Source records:

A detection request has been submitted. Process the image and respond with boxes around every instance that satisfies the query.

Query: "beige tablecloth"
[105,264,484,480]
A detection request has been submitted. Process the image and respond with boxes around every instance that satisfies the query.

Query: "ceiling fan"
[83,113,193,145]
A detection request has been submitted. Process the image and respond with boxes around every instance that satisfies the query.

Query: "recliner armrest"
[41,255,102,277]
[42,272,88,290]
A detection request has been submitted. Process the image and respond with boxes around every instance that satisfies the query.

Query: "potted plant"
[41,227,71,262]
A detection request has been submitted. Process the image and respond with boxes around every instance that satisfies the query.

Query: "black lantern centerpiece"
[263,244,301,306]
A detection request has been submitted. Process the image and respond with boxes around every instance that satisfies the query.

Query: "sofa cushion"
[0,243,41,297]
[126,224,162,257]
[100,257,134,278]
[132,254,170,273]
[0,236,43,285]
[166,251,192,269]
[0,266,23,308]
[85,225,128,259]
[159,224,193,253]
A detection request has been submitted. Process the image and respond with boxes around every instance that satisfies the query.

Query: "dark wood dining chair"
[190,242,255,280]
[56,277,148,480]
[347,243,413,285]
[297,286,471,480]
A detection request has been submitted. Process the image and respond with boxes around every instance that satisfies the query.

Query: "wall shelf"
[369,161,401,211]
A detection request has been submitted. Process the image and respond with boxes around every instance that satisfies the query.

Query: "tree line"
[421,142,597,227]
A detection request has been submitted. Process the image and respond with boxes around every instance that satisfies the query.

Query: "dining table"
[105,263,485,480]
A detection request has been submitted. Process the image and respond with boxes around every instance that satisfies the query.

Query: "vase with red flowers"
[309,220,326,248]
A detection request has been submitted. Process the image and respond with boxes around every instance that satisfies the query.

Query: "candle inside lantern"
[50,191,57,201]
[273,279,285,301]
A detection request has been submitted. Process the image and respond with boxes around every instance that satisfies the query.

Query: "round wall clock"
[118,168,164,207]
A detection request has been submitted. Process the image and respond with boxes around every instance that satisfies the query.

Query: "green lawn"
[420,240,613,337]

**Prompt**
The records above need to be written out once more, exactly.

**Exercise result**
A detection request has been submitted. Process the image and respond with boxes around every instance that satisfies the query.

Query: "beige tablecloth"
[105,264,484,480]
A detection request has been submitted. Process the image and respond with boxes around every instance that satisfies the query.

Query: "ceiling fan"
[83,113,193,145]
A detection request has been submitted. Process the image and respond with boxes around every instance that satisfies the query.

Query: "recliner armrest"
[41,255,102,277]
[42,272,88,290]
A detection request has been submitted. Process the image and respond with boxes around every instance that satisfies the query.

Query: "potted plant"
[41,227,71,262]
A detection request has been submitted. Process the image and respond with boxes around every instance that satisfies the query.

Query: "black lantern centerpiece"
[263,244,301,306]
A detection request has been submitted. Process the image and respond with boxes around every instance that satisfies the query.

Query: "sofa cushion"
[0,243,41,297]
[126,224,162,257]
[100,257,134,278]
[132,254,170,273]
[0,236,43,285]
[166,251,192,269]
[0,266,23,308]
[85,225,128,259]
[159,224,193,253]
A detection request has been submitted. Process the image and respond with boxes around every instance that satisfies the query.

Query: "dark wood dining chair"
[190,242,255,280]
[56,277,148,480]
[347,243,413,285]
[297,286,471,480]
A detection request has been submitted. Process the image and respond with boxes around every instance that satisfies the query.

Query: "wall shelf"
[369,161,401,211]
A detection request has been submitted. Process the image and respond with boxes around every instance that satisfies the query.

Query: "tree line"
[421,142,597,227]
A detection request has been submitted. Process the image and respond with boxes around every instance that satisfies the query.

Query: "dining table"
[105,263,485,480]
A detection request has been submitted. Process the image and respond with boxes around every instance that satisfies the query.

Query: "vase with red flowers"
[309,220,326,248]
A detection request has been submitted. Process the image and respond with boxes around every instance that satisfies the query.

Query: "candle inside lantern"
[50,191,57,201]
[273,279,285,301]
A detection request has been submitted. Process the image and respond with boxes around every instance that satisfies the query.

Query: "round wall clock"
[118,168,164,207]
A detection request has been submitted. Process the image and respond with boxes around every instance that satisfies the query.

Query: "green lawn"
[420,240,613,337]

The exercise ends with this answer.